(Image point annotation entries)
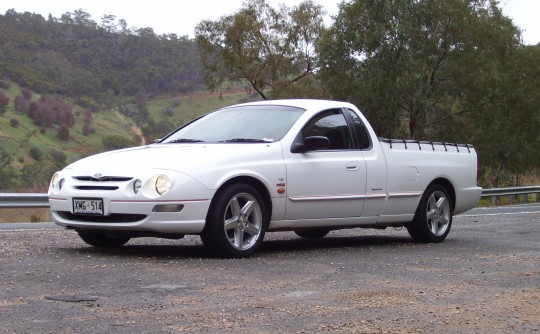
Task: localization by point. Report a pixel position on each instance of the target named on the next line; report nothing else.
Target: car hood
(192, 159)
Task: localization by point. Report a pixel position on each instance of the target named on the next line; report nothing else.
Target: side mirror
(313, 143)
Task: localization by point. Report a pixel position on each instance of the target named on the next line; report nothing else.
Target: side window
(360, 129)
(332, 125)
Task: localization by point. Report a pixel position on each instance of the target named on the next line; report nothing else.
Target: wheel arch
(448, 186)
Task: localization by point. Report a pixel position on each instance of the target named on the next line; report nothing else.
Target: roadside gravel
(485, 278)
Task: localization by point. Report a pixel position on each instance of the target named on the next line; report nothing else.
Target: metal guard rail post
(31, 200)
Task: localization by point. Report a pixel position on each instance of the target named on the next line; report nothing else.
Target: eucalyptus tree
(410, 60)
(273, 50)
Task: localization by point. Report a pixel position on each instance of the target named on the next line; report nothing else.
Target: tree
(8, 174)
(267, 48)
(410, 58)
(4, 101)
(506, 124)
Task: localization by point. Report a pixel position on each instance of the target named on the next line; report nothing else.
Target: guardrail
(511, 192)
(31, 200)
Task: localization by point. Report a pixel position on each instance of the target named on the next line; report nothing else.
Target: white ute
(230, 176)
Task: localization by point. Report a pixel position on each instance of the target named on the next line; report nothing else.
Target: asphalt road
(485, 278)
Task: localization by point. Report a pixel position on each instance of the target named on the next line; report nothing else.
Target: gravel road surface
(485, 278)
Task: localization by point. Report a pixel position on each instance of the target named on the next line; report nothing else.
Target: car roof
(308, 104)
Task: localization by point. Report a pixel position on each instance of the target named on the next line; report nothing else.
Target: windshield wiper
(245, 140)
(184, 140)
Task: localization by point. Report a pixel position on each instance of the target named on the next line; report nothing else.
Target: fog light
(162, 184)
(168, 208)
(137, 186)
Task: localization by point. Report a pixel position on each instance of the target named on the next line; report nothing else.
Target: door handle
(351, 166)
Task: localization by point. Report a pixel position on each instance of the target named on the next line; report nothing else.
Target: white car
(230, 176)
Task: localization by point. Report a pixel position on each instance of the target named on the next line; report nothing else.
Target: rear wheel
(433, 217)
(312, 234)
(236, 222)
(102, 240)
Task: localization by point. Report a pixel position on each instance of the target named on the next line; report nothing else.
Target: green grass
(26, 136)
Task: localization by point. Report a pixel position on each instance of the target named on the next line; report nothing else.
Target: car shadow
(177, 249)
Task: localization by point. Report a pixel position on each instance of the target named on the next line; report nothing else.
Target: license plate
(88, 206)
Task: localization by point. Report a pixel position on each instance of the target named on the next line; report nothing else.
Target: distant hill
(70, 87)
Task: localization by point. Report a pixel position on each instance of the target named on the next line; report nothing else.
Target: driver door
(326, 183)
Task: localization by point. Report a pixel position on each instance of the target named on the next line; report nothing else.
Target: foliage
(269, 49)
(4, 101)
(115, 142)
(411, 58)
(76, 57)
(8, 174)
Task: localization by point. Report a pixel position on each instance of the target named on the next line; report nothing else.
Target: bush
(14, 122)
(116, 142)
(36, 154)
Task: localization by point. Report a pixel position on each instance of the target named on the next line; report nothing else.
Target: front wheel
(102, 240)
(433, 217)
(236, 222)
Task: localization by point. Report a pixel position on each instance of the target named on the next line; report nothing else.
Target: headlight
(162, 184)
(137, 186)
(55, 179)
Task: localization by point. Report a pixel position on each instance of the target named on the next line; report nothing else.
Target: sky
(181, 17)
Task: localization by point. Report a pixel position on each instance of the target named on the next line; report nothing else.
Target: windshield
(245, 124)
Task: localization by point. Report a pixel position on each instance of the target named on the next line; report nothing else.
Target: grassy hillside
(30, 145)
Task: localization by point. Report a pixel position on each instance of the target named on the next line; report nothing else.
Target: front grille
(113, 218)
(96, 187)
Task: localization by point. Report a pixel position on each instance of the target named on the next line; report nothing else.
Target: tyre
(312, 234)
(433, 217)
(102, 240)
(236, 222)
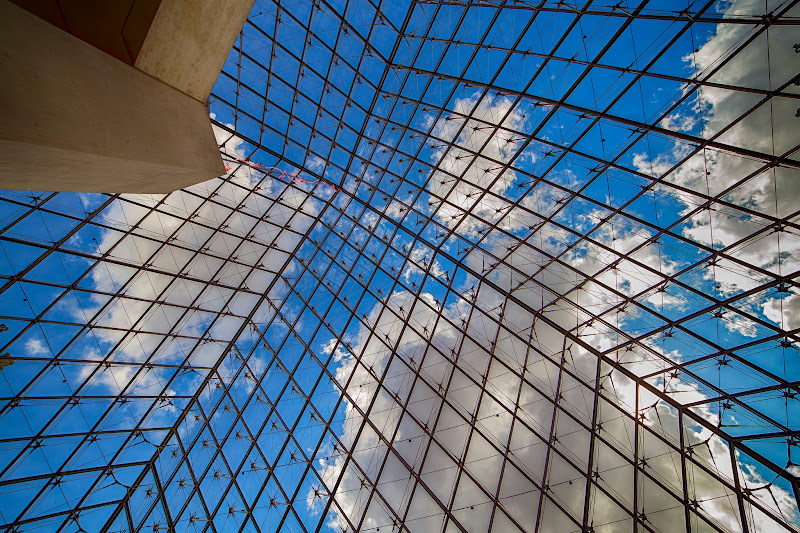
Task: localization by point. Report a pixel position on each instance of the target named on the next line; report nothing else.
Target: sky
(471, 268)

**What you are asked to do:** Repeat each entry exactly as given; no pictures belong in the copy.

**Complete response:**
Task: localization by point. Report a pixel position on each instance of the target named on the next line; report nothing else.
Target: car hood
(192, 159)
Task: localization by point. Report a pixel position on each instance of the target named on the next line; report nothing else.
Target: side mirror
(313, 143)
Task: localization by point. Report a pixel position on each instance of the target named on the next line; report nothing else.
Target: side window
(360, 129)
(332, 125)
Task: localization by point. Report a pixel position on each instance of the target named on the next line; report nothing else.
Target: wheel arch
(448, 186)
Task: localization by point. Report a pixel position on each instance of the target named on the next line; report nothing else.
Target: roadside gravel
(485, 278)
Task: localization by point. Report a pixel position on each instance of the target named on the next line; report nothing else.
Target: metal guard rail post
(31, 200)
Task: localization by point. Report a pixel position on each instance of the target named on the next line; report nothing else.
Target: eucalyptus tree
(410, 60)
(273, 50)
Task: localization by point. Report a pixel position on each instance of the target named on the next line; report nothing else.
Target: tree
(8, 174)
(267, 48)
(410, 58)
(4, 101)
(506, 124)
Task: localization by point. Report a pixel position on each instance of the target named on the next line; report nothing else.
Target: guardrail
(511, 192)
(31, 200)
Task: localization by point. Report a pixel position on each instance of the target named on the next line; report nothing else.
Target: white ute
(230, 176)
Task: localization by point. Report a pixel position on each instance of the target named on the next line; report nothing else.
Target: asphalt road
(485, 278)
Task: localization by point. Report a pixel position on each instance of the target named on the next line; report nothing else.
Target: gravel road surface
(485, 278)
Task: localization by point. Report a pixel position on each instance of the target named on the next line; report nothing else.
Target: car roof
(308, 104)
Task: localization by point. Report a pixel position on each instance of the target named on the next line; report nothing else.
Target: windshield wiper
(245, 140)
(184, 140)
Task: localization by point. Report a pixel position on each instance of the target named on the next line; report nothing else.
Target: fog light
(162, 184)
(168, 208)
(137, 186)
Task: localization by point. Report a pixel position on each instance of the target named on the next line; report nothing else.
Target: door handle
(351, 166)
Task: localization by point. Report a pixel position on each instance of the target named on the next line; report nothing else.
Target: white car
(230, 176)
Task: localization by point. Report a pixel position on each instance of the target named on the next line; report nothing else.
Target: rear wheel
(433, 217)
(312, 234)
(236, 222)
(102, 240)
Task: localization by point. Report a pixel position on each instance of the target named on the next line; report nothing else.
Target: green grass
(26, 136)
Task: localization by point. Report a pixel position on each instance of the target named on the next line; report nothing else.
Target: car shadow
(177, 249)
Task: localization by point. Report a pixel position on each instance of the target named on the next line; report nothing else.
Target: license plate
(88, 206)
Task: localization by point. Report a pixel position on each instance of the target named on the next line; report nothing else.
Target: distant hill
(70, 87)
Task: localization by point. Report a pixel position on each instance of the target named on the next line; report nothing else.
Target: driver door
(326, 183)
Task: localization by point. Report a pixel position on each instance of the target named on the next line; report nothing else.
Target: foliage
(269, 49)
(4, 101)
(115, 142)
(411, 58)
(76, 57)
(8, 174)
Task: localization by point. Report a pixel position on each instance of the target named on the next line; report nothing else.
Target: bush
(14, 122)
(116, 142)
(36, 154)
Task: localization by point. Report a pixel position on each instance of the target named on the next line; report nothing else.
Target: front wheel
(102, 240)
(433, 217)
(236, 222)
Task: localization by point. Report a pixel position on each instance of the target named on the next line; report nothing else.
Target: headlight
(162, 184)
(137, 186)
(55, 179)
Task: localization by point. Report a pixel position on each instance of the target named on the next line; report nothing else.
Target: sky
(181, 17)
Task: localization by point. Report a pixel position on each instance of the target named on the next line; report nothing else.
Target: windshield
(245, 124)
Task: localization by point. Report a pixel position on each instance of the target named on the next line; report nothing else.
Target: grassy hillside
(30, 145)
Task: localization by point. Report a pixel position on each instance of the target named on the next line; report nothing else.
Target: front grille
(113, 218)
(96, 187)
Task: localization by point. Report a pixel position on each instance of the target named on the next line; report nothing else.
Target: tyre
(312, 234)
(433, 217)
(102, 240)
(236, 222)
Task: localization by point. Report a pixel position on each instance of the target named on the next line; report nothing else.
Target: sky
(471, 268)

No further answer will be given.